Data listing:
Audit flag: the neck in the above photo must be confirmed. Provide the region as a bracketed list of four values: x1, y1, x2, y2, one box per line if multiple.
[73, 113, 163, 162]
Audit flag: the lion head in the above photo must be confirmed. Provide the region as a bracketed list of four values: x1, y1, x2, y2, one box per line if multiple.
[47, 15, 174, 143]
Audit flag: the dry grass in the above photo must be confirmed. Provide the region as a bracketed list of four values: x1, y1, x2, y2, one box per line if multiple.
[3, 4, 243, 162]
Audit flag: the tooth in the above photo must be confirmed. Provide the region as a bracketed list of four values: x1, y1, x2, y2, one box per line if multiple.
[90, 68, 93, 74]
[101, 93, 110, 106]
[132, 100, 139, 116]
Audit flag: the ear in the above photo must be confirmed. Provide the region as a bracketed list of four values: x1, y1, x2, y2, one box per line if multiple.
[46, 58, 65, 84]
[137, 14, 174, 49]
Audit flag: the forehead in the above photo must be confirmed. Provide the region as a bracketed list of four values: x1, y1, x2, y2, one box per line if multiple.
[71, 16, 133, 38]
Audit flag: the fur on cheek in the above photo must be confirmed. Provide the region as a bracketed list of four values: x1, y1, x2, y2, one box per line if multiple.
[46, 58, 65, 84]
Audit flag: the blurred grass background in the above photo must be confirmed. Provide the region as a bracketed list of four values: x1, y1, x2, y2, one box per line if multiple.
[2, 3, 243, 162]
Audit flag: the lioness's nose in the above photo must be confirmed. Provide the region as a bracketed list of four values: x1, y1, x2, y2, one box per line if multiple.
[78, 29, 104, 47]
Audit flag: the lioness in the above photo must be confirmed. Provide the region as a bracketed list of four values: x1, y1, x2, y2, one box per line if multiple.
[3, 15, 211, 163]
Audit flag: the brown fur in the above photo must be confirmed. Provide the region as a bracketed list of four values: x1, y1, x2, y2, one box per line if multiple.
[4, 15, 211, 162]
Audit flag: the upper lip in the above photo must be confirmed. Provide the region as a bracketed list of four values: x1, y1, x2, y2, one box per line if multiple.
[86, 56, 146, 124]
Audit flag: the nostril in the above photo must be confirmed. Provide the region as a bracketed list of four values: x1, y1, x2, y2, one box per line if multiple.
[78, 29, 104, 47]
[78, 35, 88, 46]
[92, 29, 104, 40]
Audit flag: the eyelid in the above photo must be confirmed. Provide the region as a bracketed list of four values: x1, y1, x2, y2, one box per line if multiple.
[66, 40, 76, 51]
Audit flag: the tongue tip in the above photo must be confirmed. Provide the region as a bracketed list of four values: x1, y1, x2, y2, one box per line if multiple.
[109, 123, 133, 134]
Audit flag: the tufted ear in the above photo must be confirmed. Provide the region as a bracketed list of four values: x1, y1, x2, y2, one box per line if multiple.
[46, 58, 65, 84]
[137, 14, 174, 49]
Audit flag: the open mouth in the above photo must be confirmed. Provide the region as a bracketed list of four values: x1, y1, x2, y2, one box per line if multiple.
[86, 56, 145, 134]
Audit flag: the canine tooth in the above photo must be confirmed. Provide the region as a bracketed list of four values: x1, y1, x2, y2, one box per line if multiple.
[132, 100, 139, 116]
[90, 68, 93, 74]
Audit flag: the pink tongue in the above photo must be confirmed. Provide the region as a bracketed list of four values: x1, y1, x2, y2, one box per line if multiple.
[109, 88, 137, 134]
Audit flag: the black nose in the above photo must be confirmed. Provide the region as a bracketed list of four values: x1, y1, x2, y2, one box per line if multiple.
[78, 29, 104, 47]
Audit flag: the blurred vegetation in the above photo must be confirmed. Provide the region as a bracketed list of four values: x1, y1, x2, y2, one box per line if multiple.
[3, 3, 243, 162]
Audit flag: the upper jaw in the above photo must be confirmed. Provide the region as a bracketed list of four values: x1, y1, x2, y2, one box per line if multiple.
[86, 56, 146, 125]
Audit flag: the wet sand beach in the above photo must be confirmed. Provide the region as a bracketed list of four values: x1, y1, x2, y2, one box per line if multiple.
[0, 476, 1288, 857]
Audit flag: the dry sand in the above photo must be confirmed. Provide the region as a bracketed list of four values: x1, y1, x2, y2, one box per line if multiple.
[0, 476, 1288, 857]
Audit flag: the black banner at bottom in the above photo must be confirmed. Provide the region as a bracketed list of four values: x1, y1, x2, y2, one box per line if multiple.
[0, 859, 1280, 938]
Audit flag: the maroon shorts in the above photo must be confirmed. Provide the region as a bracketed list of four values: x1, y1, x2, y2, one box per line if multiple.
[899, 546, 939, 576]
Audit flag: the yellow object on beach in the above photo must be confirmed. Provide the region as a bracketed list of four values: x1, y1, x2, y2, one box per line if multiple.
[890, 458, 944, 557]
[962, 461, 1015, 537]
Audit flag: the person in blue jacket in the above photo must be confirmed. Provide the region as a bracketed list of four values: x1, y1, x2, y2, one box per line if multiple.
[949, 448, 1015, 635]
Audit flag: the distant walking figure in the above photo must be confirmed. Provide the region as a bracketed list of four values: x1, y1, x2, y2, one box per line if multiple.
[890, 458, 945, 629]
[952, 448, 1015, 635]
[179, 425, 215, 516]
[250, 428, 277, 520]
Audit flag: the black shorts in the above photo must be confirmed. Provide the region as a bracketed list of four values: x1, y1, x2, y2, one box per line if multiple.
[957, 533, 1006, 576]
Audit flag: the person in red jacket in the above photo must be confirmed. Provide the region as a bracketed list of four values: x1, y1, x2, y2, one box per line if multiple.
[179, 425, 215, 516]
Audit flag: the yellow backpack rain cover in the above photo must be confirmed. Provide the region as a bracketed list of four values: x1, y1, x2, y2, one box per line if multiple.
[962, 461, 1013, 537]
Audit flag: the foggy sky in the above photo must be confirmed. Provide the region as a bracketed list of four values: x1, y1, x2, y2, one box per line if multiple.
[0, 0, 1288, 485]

Exercise brief: Turn every item above into a numbered list, leaving out any blank lines.

Reply:
1. Audit flag: the neck in the above photo must be confirmed. Provide the region as a bracketed list of four values: x1, y1, x2, y2, one box per line if multiple.
2. [73, 113, 163, 162]
3. Audit flag: the lion head in the above photo must be confirmed. Provide the region as a bracketed list of four values: x1, y1, x2, y2, one box per line if multiple.
4. [47, 15, 174, 143]
5. Audit flag: the dry grass in the above photo must be confirmed. Provide the region as a bracketed list of four values: x1, y1, x2, y2, one box per line if multiple.
6. [3, 4, 243, 162]
7. Audit flag: the tooth in the above photo must be confirmed. Provide the region as a bracketed list of four values: x1, y1, x2, y2, one box per line if multiple.
8. [90, 68, 93, 74]
9. [101, 93, 110, 106]
10. [132, 100, 139, 116]
11. Audit flag: the ear in the above photo must be confirmed. Provide the region as a bracketed list of four values: x1, y1, x2, y2, one box per line if multiple.
12. [46, 58, 65, 84]
13. [137, 14, 174, 49]
14. Audit flag: the forehead in the above photo must be confirmed. Provide the region as a bracketed list of four values: x1, y1, x2, y2, one box per line if multiple.
15. [71, 16, 133, 38]
16. Audit flag: the fur on cheek in the above photo must be confirmed. Provide the region as a bracketed list of four values: x1, y1, x2, y2, one box per line if multiple.
17. [46, 58, 65, 84]
18. Audit flag: the blurred grass background in the above photo must be confirmed. Provide the region as a bracketed list of four values: x1, y1, x2, y2, one box per line if multiple.
19. [2, 3, 243, 162]
20. Audit flag: the lioness's nose in the above photo must be confirmed. Provide the region as a bracketed list of four values: x1, y1, x2, y2, one box per line if multiple.
21. [78, 29, 104, 47]
22. Audit flag: the lioness in the above photo must be confirmed. Provide the region as a bracketed list of four values: x1, y1, x2, y2, one box per line if multiple.
23. [3, 15, 211, 163]
24. Audit flag: the brown fur in the above photo must be confirmed. Provide the region as a bracketed list of four values: x1, y1, x2, y2, one box per line if multiple.
25. [4, 15, 211, 162]
26. Audit flag: the upper lip in the above photo must be confirmed. Provide the region as a bracketed list of four values: x1, y1, x2, y2, one box per line if multiple.
27. [86, 56, 146, 124]
28. Audit flag: the nostril in the above photo must be confirmed. Provide the region as a bracketed list of four values: x1, y1, x2, y2, one box per line if multiple.
29. [78, 29, 104, 47]
30. [78, 35, 88, 46]
31. [92, 29, 104, 40]
32. Audit flag: the eyelid in the above photo must be confirmed. Provide the region as a bracketed list of four values: x1, y1, x2, y2, one box per line if multiple.
33. [66, 40, 76, 51]
34. Audit flag: the tongue tip in the above photo must be confirmed. Provide the region as a bracketed list of four values: x1, y1, x2, y2, one box per line if multiple.
35. [109, 123, 133, 134]
36. Audit flag: the tufted ear in the above photo must be confirmed. Provide the region as a bracketed list of four values: x1, y1, x2, y2, one box per line if multiple.
37. [46, 58, 65, 84]
38. [137, 14, 174, 49]
39. Audit flag: the open mouth in the above photo must be confirmed. Provide the region as a bracketed list of four values: x1, y1, x2, y2, one box per line if multiple.
40. [86, 56, 145, 134]
41. Audit flag: the canine tooth in the above photo must be confirmed. Provide the region as a bracketed list of four values: x1, y1, x2, y2, one box per line if multiple.
42. [132, 100, 139, 116]
43. [90, 68, 93, 74]
44. Audit flag: the pink tongue in the above photo must be confirmed. Provide the region as a bracketed list of four values: x1, y1, x2, y2, one box per line if multiple.
45. [109, 88, 137, 134]
46. Audit flag: the black nose in the above photo must be confirmed. Provide the region as a bracketed list of four values: x1, y1, x2, y2, one box per line if multiple.
47. [78, 29, 104, 47]
48. Audit flag: the blurred vegetation in the above photo must be confirmed. Provide the region as a bracketed list of four values: x1, y1, x2, y2, one box per line if multiple.
49. [3, 3, 243, 162]
50. Audit flag: the upper jaw in the above photo must be confirmed. Provide the region as a bracketed list of four values: x1, y1, x2, y2, one box per line if multiple.
51. [86, 56, 146, 125]
52. Audit flag: the wet sand beach in the above photo must be confirmed. Provide the region as a bracketed list of four values: x1, y1, x2, y2, one box per line if multiple.
53. [0, 476, 1288, 857]
54. Audit flag: the dry sand in the above photo must be confirmed. Provide the region as a bracketed list of four values: x1, y1, x2, y2, one box per line if multiple.
55. [0, 476, 1288, 857]
56. Audit flag: the black banner at bottom in the above photo must be confirmed. Provide the region as a bracketed list of four values: x1, y1, x2, y2, one box per line if multiple.
57. [0, 859, 1280, 938]
58. Audit flag: the maroon shorts in the above photo must be confirmed. Provide the region as a bracketed list of four values: x1, y1, x2, y2, one box per line if multiple.
59. [899, 546, 939, 576]
60. Audit flag: the yellow object on beach in the above photo must be confirmed. Provide the region as a bracketed list of four values: x1, y1, x2, y2, one box per line if multiple.
61. [890, 458, 944, 557]
62. [962, 461, 1015, 537]
63. Audit flag: the person in blue jacket in the above photo must be confirmed. Provide the region as a bracketed list of four values: x1, y1, x2, y2, one box per line if multiple.
64. [949, 448, 1015, 635]
65. Audit flag: the distant walking figure in the above photo must be confirmed. Provide the region as a bracketed list of four values: x1, y1, x2, y2, one box per line if multiple.
66. [890, 458, 945, 629]
67. [952, 448, 1015, 635]
68. [179, 425, 215, 516]
69. [250, 428, 277, 520]
70. Audit flag: the black shorts in the above photo must be confirmed. Provide the region as a bracketed list of four values: x1, y1, x2, y2, one box per line if multiple.
71. [957, 533, 1006, 576]
72. Audit flag: the person in red jacket in the above photo must be confirmed. Provide the region as a bracketed list of four values: x1, y1, x2, y2, one box per line if multiple.
73. [179, 425, 215, 516]
74. Audit flag: the yellow backpack rain cover in the above photo must be confirmed. Provide the region as a bracketed list of four values: x1, y1, x2, y2, one box per line if multiple.
75. [962, 461, 1013, 537]
76. Audit flag: the foggy sky in the above photo must be confirmed. Provide the region as a bracketed list of four values: x1, y1, x2, y2, one box per line if multiple.
77. [0, 0, 1288, 485]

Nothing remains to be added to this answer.